= Material for this task =
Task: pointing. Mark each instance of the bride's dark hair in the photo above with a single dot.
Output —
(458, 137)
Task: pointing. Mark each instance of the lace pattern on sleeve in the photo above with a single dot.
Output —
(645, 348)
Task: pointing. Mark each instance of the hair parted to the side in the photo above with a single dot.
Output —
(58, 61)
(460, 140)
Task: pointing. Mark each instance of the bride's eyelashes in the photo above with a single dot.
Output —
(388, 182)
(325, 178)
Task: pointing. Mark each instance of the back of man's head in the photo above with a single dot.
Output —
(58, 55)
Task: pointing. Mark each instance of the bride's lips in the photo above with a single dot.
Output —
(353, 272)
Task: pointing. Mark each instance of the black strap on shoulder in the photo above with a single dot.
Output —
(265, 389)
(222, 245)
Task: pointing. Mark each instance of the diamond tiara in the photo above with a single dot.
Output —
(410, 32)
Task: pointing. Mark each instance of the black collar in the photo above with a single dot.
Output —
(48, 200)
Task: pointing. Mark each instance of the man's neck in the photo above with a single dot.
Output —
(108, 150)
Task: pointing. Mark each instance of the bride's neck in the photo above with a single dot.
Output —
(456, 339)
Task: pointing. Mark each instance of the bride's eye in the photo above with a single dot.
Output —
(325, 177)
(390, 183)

= Task details =
Copy the records word for word, starting at the line containing "Task: pointing. Mark each instance of the black strap" and continuing through the end of the records, both ends included.

= Final result =
Task: pointing. Mark each instance of the black strap on shoulder in the photo above with a single dot.
Output —
(265, 389)
(222, 245)
Task: pointing. Mark each instance of the diamond tiara in the photo above with a single dot.
Output —
(410, 32)
Task: pointing. Mark each instance of the black collar in the photo above with a single dot.
Output —
(48, 200)
Task: pointing. Mark each instance of the man's neck in the photo above with a single dot.
Output —
(108, 150)
Task: pointing. Mark each instance of the bride's neck in the photo above with a single dot.
Output —
(456, 339)
Task: pointing. Mark each instance of the bride's eye in the photo above with a single dot.
Output —
(325, 177)
(390, 183)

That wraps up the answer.